§ Aim of the exercise:
Print the listing verbatim from its first line up to and including the line containing "<point>309,352</point>". Leave the pictures out of your answer.

§ Records for this task:
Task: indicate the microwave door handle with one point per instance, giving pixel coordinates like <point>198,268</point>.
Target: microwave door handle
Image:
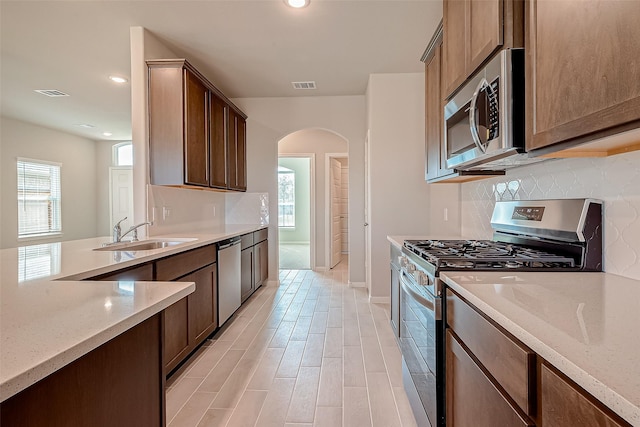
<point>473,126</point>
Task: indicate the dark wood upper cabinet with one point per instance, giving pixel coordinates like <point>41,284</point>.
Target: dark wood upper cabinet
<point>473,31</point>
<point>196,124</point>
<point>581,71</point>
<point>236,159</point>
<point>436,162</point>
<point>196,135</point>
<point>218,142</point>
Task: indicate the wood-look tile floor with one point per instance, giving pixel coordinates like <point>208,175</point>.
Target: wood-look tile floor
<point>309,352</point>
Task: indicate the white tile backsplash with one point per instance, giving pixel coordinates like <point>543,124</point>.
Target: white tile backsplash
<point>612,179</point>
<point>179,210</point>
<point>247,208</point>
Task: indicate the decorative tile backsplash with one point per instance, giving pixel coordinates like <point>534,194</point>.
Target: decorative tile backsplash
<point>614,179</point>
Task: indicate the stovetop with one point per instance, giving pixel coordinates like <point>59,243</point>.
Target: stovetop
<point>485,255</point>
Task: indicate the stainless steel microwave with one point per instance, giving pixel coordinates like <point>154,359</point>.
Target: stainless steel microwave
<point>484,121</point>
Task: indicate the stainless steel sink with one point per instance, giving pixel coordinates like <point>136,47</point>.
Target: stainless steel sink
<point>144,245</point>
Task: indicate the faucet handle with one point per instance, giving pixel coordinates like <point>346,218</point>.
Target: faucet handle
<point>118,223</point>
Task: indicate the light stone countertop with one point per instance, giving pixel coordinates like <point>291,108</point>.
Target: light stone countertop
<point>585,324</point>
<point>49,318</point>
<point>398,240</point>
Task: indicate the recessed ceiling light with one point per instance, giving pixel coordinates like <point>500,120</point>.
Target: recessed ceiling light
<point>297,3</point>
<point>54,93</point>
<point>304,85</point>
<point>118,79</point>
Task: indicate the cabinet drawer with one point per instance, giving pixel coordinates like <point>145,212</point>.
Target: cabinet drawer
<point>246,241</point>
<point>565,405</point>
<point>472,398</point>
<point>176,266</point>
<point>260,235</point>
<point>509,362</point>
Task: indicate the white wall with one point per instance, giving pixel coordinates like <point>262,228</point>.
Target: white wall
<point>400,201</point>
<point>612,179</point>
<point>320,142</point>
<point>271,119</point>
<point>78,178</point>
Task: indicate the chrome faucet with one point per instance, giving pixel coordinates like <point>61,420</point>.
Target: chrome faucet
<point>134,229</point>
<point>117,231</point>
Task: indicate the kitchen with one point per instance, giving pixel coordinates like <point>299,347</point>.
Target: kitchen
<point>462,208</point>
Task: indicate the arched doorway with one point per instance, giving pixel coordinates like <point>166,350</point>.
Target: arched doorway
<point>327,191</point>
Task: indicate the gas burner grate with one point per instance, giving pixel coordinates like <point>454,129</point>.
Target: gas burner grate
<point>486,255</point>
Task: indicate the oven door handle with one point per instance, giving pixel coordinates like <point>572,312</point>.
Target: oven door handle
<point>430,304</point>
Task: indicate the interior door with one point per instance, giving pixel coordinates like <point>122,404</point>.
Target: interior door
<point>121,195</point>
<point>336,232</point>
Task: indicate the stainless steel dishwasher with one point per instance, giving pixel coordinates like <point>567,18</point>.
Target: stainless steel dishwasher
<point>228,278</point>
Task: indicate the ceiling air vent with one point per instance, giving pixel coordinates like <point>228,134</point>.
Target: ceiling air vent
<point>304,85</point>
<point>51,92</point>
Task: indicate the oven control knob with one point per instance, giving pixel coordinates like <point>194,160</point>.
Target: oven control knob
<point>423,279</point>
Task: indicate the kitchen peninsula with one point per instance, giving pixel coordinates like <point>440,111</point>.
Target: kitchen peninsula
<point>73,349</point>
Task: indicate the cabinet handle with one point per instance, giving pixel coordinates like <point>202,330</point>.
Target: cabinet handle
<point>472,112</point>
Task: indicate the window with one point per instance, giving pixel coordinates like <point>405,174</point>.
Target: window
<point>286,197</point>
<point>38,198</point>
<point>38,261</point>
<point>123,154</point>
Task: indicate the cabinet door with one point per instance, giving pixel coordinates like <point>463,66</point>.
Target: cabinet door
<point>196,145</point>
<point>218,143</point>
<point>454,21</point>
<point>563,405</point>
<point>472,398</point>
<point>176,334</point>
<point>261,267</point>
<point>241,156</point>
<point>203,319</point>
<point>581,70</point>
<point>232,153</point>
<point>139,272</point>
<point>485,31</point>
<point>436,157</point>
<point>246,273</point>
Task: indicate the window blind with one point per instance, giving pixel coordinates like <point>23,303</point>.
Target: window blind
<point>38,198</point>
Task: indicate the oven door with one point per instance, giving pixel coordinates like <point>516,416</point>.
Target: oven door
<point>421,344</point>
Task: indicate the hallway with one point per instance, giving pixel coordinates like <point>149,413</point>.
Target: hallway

§ Result of the exercise:
Task: indicate the microwave door handle with one point per instance, giving pixel coordinates like <point>198,268</point>.
Target: microwave door handle
Image:
<point>473,126</point>
Task: indicate the dark wood upper cabinet with one point per instance, giving pixel coordinates like <point>41,284</point>.
Target: dark wood upper cabinet
<point>473,31</point>
<point>196,124</point>
<point>581,71</point>
<point>236,159</point>
<point>436,162</point>
<point>196,135</point>
<point>218,142</point>
Task: indicate the wood-look tile floor with one point per instance, giving pixel coordinates like <point>208,175</point>.
Target: wood-look tile floor
<point>309,352</point>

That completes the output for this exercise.